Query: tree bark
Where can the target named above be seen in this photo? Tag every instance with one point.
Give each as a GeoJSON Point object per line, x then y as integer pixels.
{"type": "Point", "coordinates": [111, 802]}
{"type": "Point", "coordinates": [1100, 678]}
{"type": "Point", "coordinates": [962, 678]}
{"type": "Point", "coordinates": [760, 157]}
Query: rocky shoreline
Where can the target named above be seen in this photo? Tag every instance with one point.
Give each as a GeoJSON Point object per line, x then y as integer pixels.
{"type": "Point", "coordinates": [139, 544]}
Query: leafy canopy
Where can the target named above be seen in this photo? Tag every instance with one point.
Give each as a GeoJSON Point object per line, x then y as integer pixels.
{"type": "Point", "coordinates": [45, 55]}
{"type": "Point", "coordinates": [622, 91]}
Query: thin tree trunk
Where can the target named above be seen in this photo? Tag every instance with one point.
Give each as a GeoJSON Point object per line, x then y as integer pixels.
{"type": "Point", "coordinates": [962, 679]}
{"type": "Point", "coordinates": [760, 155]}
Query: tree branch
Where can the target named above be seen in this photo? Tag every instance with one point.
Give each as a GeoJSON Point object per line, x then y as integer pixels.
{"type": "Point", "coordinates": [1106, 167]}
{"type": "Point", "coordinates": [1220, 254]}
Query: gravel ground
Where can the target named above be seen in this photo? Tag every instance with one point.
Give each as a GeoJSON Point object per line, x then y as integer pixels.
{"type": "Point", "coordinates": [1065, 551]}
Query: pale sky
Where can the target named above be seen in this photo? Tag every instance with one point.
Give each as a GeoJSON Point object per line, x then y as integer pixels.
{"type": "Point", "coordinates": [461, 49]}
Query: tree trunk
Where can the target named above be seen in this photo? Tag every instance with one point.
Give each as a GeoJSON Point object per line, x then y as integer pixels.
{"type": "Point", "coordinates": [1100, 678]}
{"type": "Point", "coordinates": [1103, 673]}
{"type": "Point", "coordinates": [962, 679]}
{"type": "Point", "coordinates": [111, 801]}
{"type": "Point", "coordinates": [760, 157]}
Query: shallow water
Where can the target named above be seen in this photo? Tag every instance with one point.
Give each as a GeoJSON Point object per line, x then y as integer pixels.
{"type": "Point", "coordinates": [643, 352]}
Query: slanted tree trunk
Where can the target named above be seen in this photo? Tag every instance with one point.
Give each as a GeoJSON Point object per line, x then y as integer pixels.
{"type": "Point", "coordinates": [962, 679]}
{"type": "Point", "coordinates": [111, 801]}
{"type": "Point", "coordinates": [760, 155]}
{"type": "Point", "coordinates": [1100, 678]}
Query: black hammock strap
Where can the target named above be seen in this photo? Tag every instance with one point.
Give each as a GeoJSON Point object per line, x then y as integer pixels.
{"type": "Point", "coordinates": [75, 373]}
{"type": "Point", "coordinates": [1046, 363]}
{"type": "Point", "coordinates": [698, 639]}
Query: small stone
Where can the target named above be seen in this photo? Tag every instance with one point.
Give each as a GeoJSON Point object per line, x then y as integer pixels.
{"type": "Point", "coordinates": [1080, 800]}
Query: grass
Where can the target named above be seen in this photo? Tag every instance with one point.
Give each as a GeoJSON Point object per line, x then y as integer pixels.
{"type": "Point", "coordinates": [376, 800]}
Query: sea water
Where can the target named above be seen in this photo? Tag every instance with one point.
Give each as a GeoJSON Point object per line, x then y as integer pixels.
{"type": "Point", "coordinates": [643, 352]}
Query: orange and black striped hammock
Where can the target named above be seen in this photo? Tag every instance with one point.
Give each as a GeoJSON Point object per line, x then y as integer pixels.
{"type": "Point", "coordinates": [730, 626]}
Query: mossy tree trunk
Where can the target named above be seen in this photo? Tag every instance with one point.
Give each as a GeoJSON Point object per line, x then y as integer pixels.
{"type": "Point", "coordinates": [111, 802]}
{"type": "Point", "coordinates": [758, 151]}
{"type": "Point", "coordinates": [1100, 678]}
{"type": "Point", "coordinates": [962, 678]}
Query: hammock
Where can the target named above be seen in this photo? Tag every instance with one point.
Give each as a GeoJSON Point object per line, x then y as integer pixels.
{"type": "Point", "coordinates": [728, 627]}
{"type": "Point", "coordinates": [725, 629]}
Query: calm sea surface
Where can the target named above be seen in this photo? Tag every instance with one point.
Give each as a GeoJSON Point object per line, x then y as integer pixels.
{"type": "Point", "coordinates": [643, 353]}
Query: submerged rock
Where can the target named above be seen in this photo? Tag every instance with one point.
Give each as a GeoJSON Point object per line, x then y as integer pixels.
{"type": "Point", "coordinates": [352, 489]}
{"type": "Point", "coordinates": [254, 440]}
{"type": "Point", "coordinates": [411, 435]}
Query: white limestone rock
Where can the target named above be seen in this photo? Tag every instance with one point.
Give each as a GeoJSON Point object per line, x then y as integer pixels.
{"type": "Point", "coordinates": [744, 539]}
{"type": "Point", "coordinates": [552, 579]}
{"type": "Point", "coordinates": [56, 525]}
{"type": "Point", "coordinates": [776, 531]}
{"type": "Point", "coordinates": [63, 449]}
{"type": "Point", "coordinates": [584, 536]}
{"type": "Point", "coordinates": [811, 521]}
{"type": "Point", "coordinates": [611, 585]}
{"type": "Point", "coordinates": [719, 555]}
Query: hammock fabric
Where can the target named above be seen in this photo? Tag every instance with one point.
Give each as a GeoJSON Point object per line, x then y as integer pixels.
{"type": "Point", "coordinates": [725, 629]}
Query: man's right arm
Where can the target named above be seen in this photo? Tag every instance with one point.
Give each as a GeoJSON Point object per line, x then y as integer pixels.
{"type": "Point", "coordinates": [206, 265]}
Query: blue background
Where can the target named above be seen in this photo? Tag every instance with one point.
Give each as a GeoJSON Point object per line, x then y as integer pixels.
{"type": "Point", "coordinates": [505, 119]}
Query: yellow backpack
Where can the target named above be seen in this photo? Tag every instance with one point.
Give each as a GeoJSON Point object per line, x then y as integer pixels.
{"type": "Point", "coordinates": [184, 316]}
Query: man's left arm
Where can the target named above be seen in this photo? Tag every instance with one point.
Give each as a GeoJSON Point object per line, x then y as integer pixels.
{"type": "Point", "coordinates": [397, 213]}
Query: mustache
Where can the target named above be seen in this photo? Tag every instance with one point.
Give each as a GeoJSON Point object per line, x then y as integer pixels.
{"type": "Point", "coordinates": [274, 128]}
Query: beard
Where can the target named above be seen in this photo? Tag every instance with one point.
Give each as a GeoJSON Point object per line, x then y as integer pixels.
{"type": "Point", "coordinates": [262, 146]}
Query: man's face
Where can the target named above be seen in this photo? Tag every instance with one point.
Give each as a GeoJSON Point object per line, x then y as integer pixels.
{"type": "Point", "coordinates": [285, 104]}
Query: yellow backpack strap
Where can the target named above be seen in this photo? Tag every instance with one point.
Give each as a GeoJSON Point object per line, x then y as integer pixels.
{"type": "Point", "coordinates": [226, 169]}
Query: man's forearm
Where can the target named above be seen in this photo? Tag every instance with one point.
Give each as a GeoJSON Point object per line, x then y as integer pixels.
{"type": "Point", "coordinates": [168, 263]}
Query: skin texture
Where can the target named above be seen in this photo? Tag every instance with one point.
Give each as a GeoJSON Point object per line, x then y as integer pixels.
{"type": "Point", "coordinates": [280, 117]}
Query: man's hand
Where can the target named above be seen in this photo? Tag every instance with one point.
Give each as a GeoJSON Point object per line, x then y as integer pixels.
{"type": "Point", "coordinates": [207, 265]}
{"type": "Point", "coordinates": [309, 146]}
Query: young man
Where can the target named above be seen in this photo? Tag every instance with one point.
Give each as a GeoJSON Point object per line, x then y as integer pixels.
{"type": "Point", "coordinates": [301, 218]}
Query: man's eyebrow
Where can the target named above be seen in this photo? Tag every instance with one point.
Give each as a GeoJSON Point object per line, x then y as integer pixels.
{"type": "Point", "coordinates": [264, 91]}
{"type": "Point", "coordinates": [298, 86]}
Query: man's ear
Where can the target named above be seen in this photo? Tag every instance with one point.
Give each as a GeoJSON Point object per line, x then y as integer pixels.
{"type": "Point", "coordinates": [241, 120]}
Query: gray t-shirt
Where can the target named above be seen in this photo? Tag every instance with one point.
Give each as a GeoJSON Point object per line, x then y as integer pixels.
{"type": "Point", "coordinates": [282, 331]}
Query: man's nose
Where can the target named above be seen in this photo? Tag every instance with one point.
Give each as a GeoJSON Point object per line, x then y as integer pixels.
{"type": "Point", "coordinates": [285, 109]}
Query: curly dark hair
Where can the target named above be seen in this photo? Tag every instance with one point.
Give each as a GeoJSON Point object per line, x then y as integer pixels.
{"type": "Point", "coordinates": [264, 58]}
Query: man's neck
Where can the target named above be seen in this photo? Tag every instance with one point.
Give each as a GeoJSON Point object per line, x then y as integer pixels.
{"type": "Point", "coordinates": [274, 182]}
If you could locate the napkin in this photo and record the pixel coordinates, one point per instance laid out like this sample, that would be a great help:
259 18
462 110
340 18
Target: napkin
---+---
Set exercise: The lines to quote run from the one containing "Query: man's neck" through the final line of the material above; please give them exactly, both ends included, and nothing else.

Reply:
Query: man's neck
Where can the target named above be seen in this photo? Tag every instance with one point.
Give each as a GeoJSON Point object per line, x then y as integer pixels.
{"type": "Point", "coordinates": [274, 182]}
If you could locate the napkin in this photo and record the pixel coordinates, one point per instance laid out like this sample, that would be a great help:
259 18
462 110
340 18
Target: napkin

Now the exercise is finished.